What is needed:
Count the lines of the records below that contain the word "packed". What is the total? Reply with the number alone.

Input rows:
• • • •
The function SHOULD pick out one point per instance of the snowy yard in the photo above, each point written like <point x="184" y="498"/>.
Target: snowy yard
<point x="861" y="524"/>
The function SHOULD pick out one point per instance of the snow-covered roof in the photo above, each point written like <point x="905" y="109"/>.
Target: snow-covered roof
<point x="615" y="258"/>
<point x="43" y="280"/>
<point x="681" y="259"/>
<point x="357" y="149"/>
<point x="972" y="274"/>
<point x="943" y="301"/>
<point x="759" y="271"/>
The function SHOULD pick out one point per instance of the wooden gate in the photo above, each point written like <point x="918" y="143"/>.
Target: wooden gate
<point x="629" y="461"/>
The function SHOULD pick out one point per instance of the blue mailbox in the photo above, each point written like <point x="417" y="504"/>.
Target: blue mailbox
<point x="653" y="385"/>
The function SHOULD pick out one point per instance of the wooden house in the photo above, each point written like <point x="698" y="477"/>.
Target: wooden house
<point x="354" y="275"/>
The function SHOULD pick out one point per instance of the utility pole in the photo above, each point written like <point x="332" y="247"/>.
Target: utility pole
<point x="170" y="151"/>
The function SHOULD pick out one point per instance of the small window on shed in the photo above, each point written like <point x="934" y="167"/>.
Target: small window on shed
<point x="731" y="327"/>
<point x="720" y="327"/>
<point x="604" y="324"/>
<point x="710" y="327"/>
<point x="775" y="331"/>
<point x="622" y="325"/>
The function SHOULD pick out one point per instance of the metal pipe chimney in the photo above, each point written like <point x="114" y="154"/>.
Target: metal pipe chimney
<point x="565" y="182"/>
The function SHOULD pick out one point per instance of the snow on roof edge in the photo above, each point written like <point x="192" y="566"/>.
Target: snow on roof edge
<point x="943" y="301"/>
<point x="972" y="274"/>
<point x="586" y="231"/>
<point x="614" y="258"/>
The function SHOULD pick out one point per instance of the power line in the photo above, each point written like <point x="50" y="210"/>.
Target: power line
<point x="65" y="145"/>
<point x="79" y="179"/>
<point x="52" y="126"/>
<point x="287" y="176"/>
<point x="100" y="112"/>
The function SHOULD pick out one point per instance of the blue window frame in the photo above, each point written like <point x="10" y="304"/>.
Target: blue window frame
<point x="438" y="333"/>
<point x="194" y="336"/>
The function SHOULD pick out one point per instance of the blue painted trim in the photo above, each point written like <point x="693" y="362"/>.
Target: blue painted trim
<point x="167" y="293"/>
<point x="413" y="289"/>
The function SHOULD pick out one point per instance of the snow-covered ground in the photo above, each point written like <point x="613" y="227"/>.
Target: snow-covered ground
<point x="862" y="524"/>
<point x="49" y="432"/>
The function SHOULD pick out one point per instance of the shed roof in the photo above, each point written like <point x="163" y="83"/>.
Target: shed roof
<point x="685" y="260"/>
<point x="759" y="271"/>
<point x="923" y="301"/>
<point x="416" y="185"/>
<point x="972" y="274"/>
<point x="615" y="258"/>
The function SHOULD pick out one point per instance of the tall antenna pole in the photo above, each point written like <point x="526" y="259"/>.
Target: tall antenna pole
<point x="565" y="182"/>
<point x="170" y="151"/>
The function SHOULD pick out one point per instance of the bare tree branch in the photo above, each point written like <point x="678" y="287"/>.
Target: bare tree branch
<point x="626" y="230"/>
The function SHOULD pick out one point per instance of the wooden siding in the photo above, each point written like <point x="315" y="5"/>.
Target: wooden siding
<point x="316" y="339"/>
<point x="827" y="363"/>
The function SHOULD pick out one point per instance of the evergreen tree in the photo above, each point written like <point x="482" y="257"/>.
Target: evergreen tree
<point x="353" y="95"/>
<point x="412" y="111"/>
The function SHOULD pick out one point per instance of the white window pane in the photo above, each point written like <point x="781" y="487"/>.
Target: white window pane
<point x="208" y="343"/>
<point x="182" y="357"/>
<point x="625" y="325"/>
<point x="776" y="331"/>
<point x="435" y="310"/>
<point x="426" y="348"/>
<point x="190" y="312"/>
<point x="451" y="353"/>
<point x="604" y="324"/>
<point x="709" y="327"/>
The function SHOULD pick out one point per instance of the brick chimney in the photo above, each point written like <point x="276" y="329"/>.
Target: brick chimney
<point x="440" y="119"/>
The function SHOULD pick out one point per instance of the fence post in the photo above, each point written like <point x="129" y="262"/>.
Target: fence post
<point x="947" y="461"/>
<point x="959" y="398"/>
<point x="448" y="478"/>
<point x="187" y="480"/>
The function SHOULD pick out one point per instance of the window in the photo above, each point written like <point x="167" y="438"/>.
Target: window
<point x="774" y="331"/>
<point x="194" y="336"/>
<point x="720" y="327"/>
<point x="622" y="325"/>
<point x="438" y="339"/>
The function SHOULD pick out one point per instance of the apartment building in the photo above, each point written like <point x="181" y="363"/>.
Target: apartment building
• • • •
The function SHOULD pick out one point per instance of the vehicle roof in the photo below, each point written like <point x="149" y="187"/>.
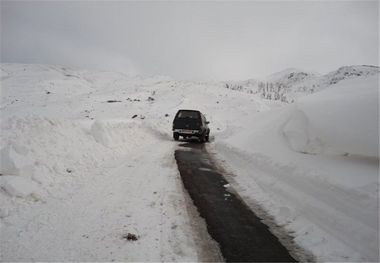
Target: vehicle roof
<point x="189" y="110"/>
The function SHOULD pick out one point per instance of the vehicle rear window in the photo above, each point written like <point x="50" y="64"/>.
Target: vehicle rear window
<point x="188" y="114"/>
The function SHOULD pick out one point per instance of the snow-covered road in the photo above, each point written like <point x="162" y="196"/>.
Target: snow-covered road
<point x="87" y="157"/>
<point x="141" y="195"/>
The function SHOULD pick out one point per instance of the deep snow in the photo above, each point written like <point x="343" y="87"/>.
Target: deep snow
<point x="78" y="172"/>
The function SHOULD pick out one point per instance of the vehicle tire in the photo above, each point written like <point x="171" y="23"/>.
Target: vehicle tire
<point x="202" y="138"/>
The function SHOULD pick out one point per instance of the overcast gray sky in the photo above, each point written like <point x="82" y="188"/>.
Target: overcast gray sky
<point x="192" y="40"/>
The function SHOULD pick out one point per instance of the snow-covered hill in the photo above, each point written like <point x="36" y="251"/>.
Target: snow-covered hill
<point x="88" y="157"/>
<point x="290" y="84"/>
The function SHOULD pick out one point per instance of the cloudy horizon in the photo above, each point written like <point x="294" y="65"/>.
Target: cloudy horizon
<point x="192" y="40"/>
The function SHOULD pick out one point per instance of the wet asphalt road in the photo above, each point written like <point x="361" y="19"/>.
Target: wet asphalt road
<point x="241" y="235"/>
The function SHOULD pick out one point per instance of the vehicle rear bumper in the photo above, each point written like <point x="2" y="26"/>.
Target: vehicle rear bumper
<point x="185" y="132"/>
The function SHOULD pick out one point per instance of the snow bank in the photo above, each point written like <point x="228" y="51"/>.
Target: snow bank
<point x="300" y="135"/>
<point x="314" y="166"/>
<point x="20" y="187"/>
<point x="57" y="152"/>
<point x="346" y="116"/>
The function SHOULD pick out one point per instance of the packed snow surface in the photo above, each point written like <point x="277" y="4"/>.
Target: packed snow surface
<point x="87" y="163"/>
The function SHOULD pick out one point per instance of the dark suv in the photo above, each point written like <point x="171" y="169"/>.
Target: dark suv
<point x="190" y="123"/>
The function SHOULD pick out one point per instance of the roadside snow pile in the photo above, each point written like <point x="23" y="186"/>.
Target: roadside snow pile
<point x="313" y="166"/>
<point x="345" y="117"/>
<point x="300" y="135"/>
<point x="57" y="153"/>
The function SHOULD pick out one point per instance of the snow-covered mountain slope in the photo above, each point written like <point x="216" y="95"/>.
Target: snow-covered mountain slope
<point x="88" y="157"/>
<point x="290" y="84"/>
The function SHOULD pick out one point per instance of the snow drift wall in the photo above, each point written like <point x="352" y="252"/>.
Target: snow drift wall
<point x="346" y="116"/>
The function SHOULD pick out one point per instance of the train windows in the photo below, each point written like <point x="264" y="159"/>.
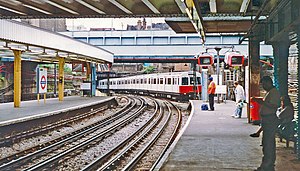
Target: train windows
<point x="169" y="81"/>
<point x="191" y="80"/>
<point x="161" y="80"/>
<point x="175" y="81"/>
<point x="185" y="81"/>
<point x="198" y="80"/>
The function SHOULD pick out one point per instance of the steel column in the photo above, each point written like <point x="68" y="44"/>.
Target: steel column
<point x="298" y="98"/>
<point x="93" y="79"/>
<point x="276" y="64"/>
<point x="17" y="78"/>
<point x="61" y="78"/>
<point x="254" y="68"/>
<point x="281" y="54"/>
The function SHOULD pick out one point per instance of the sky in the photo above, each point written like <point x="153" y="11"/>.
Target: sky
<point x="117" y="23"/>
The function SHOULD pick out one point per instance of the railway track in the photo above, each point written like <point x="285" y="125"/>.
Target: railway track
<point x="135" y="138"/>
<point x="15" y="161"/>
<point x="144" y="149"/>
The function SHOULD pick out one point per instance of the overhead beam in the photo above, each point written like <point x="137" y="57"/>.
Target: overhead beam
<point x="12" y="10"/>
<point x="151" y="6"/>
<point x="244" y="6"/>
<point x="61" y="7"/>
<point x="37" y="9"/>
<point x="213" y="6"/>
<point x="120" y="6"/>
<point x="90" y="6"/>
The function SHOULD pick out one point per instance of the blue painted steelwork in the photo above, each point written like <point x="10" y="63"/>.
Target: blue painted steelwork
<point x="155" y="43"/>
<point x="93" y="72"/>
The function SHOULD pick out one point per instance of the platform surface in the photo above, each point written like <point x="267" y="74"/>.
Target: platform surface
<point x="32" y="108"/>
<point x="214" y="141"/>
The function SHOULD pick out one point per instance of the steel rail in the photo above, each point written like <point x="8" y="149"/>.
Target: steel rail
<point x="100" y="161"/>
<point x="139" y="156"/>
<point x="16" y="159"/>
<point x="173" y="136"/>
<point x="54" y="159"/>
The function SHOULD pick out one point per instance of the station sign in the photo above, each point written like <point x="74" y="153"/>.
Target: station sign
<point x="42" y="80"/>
• • • •
Expected answer:
2